** Given request **
Rewrite everything in the listing from the line containing "Would you be able to show me where the arched" down to the line containing "[40,72,174,98]", both lines included, keeping the requests unchanged and shifting every coordinate in the answers up by 4.

** Data to use **
************

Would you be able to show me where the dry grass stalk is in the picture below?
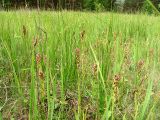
[113,74,121,102]
[76,48,80,69]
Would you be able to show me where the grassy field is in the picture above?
[0,11,160,120]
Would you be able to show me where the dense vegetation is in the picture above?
[0,10,160,120]
[1,0,160,11]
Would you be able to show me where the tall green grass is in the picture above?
[0,11,160,120]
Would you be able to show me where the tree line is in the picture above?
[0,0,160,11]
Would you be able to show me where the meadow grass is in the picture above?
[0,11,160,120]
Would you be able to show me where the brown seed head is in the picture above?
[38,70,44,79]
[80,30,86,40]
[22,25,27,36]
[36,53,41,64]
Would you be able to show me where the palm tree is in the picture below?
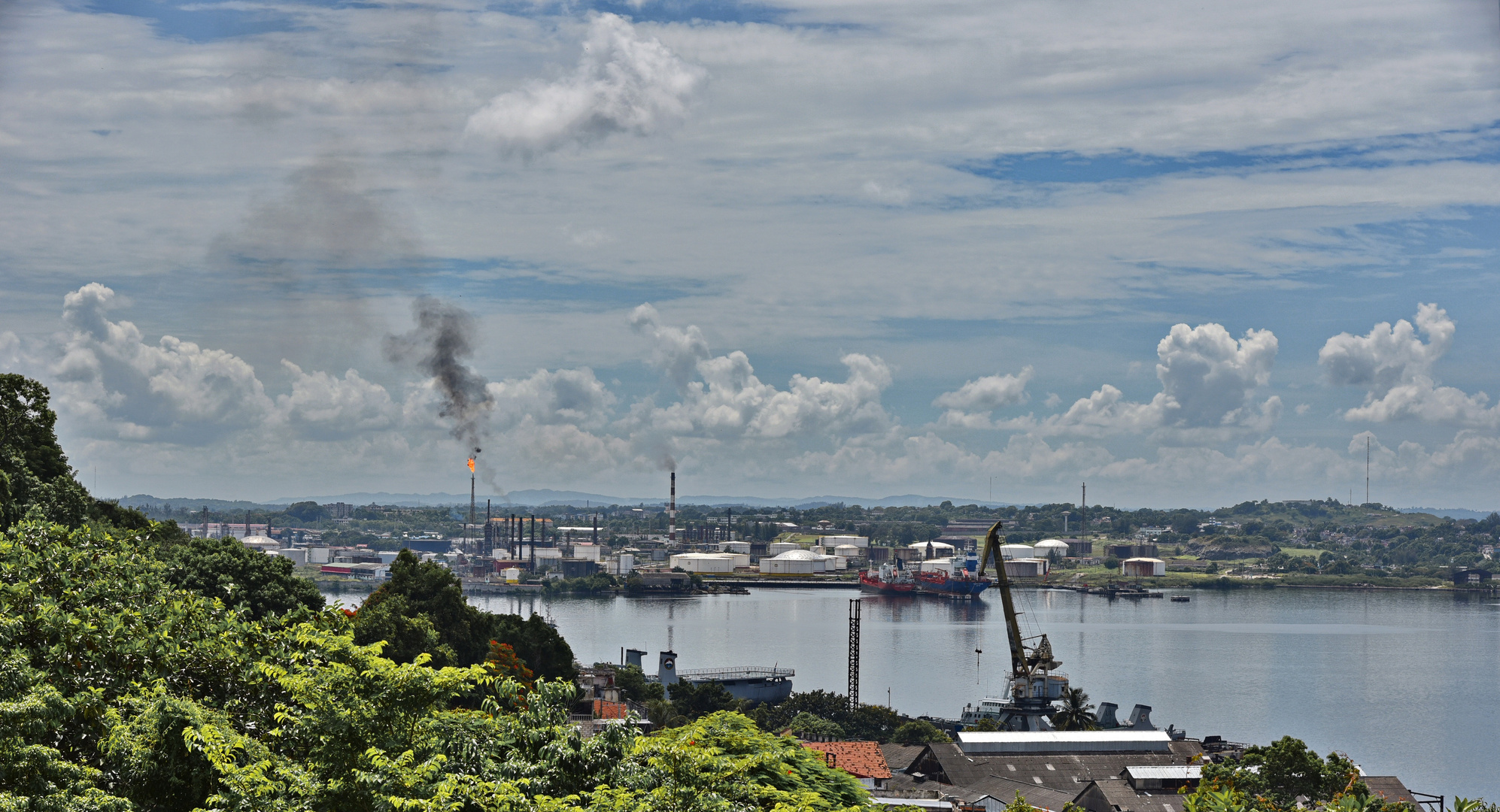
[1052,688,1100,729]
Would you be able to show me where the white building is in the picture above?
[670,553,750,572]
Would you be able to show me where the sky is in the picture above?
[0,0,1500,509]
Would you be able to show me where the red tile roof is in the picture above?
[803,741,891,777]
[594,700,630,719]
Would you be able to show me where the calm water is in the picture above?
[331,589,1500,800]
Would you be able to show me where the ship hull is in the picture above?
[916,572,990,598]
[860,572,916,595]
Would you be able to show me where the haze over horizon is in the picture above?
[0,0,1500,509]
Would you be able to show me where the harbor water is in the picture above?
[331,589,1500,800]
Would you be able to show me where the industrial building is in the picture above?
[1121,557,1167,578]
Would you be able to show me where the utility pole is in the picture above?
[849,598,864,713]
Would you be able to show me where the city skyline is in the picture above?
[0,0,1500,509]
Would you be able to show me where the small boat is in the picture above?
[860,563,916,595]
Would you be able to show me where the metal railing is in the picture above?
[676,665,797,682]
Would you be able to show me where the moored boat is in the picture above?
[860,563,916,595]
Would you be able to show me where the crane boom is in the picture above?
[979,521,1029,677]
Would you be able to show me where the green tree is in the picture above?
[159,538,324,620]
[354,550,578,680]
[1052,688,1100,729]
[615,665,666,703]
[1203,735,1368,807]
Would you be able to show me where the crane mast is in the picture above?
[979,521,1068,731]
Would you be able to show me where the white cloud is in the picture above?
[630,304,708,389]
[1317,304,1500,429]
[933,373,1035,412]
[1038,323,1281,442]
[53,282,272,444]
[276,358,400,439]
[465,14,705,153]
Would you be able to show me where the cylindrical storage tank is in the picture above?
[1121,559,1167,578]
[906,541,957,559]
[922,559,952,575]
[1005,559,1047,578]
[1034,538,1068,559]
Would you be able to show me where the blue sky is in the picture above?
[0,0,1500,509]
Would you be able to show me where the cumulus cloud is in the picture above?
[465,14,705,153]
[53,282,273,444]
[1038,323,1281,442]
[276,358,400,439]
[1317,304,1500,429]
[630,303,708,389]
[933,367,1035,429]
[489,367,615,429]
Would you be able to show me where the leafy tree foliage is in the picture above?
[354,550,578,680]
[1052,688,1100,729]
[615,665,666,703]
[160,538,324,620]
[0,521,867,812]
[1203,735,1368,807]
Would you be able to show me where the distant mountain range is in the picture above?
[120,489,1492,520]
[1398,508,1495,520]
[120,489,1011,511]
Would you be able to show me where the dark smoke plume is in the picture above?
[385,297,495,447]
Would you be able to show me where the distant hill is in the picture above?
[120,489,1013,511]
[1399,508,1495,521]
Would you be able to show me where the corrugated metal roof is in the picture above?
[1125,764,1203,780]
[958,729,1171,755]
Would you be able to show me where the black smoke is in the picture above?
[385,297,495,447]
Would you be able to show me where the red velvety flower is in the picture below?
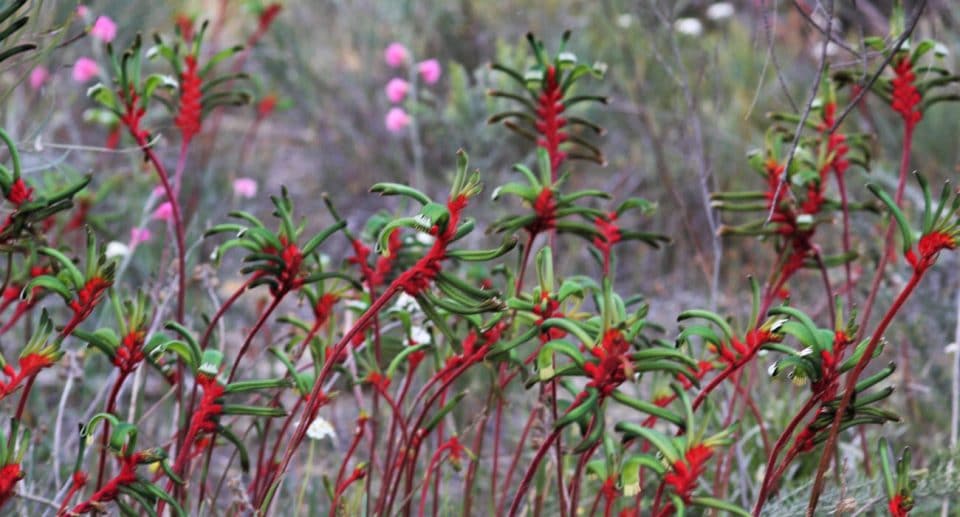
[583,329,630,396]
[0,463,24,506]
[890,57,923,129]
[7,178,33,206]
[174,56,203,142]
[887,494,912,517]
[663,444,713,503]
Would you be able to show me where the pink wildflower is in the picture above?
[73,57,100,83]
[386,108,410,133]
[90,16,117,43]
[150,201,173,221]
[30,66,50,90]
[386,77,410,102]
[233,178,257,198]
[383,43,410,68]
[417,59,441,84]
[130,228,153,248]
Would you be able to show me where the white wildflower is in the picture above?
[307,417,337,442]
[106,241,130,258]
[673,18,703,36]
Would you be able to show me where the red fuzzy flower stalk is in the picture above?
[347,228,403,291]
[67,440,178,516]
[489,31,606,183]
[904,229,958,273]
[118,84,149,147]
[890,56,923,131]
[67,276,113,323]
[583,329,633,396]
[174,55,203,143]
[0,310,63,402]
[0,419,30,508]
[6,178,33,207]
[534,65,567,172]
[70,453,141,515]
[174,13,193,44]
[887,494,913,517]
[396,194,468,296]
[184,372,225,454]
[526,187,557,236]
[0,463,26,508]
[417,435,473,517]
[530,291,567,342]
[272,235,304,295]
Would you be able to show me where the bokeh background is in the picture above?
[0,0,960,504]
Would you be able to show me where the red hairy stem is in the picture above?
[550,378,567,517]
[753,395,820,515]
[277,281,400,510]
[490,364,507,508]
[178,271,264,450]
[713,370,746,499]
[96,370,127,490]
[374,368,413,515]
[569,428,603,515]
[693,349,757,411]
[227,291,286,384]
[507,428,560,517]
[14,374,37,422]
[494,408,541,515]
[508,391,587,517]
[330,416,367,517]
[463,390,496,515]
[57,470,87,517]
[856,88,919,341]
[137,141,187,323]
[807,270,925,513]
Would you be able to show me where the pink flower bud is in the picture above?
[417,59,441,84]
[90,16,117,43]
[383,43,410,68]
[30,66,50,90]
[130,228,153,249]
[73,57,100,83]
[386,108,410,133]
[387,77,410,102]
[233,178,257,198]
[150,201,173,221]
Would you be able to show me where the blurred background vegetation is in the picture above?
[0,0,960,510]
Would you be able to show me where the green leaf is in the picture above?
[690,496,750,517]
[614,422,681,464]
[611,391,686,427]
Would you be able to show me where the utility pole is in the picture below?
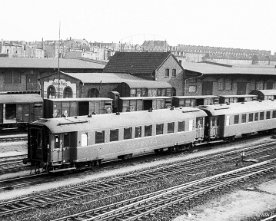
[58,22,60,98]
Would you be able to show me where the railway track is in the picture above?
[0,135,28,143]
[0,142,275,217]
[52,160,276,221]
[0,154,30,175]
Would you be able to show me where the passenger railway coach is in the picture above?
[28,108,206,170]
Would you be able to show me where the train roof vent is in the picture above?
[182,109,199,113]
[215,106,229,110]
[57,120,88,126]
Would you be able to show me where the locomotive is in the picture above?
[28,100,276,172]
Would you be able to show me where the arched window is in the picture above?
[63,87,73,98]
[47,85,56,98]
[87,88,99,97]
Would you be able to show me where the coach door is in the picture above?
[237,82,247,94]
[196,117,204,140]
[202,81,213,95]
[209,116,218,138]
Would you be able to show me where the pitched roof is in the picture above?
[104,52,171,74]
[61,72,141,84]
[0,94,43,104]
[61,72,172,88]
[0,58,105,69]
[182,62,276,75]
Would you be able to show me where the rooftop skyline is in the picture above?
[0,0,276,53]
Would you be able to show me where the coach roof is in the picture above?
[199,100,276,116]
[33,107,207,133]
[0,94,43,104]
[0,58,105,70]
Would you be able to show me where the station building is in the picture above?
[182,62,276,96]
[0,57,104,93]
[103,52,184,95]
[40,72,174,98]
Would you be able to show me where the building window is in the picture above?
[95,130,105,143]
[145,125,152,137]
[110,129,119,142]
[124,127,132,140]
[130,88,136,97]
[172,69,176,77]
[156,124,164,135]
[47,85,56,98]
[168,122,174,133]
[12,72,21,84]
[266,81,274,90]
[188,85,197,93]
[165,68,170,78]
[4,73,12,84]
[135,126,142,138]
[234,115,240,124]
[63,87,73,98]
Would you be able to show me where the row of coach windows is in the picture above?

************

** Exercise result **
Would you be able to show me where the arched window is in the picture above?
[67,91,77,102]
[51,89,60,102]
[91,92,103,101]
Would you be able to show me where the coach door is in the picture above?
[241,86,251,98]
[200,121,208,144]
[206,85,217,99]
[213,120,222,142]
Would you be able to show me where the pitched roof is in the picture above?
[108,56,175,78]
[65,76,145,88]
[4,98,47,108]
[65,76,176,92]
[4,62,109,73]
[186,66,280,79]
Would you be able to show me where the rooftop skyline is in the picture above?
[4,4,280,57]
Would you be able to show me where the coach roof is in the picture above?
[203,104,280,120]
[37,111,211,137]
[4,98,47,108]
[4,62,109,74]
Would you be able to show me where the station building is in the picture above?
[186,66,280,100]
[4,61,108,97]
[107,56,188,99]
[44,76,178,102]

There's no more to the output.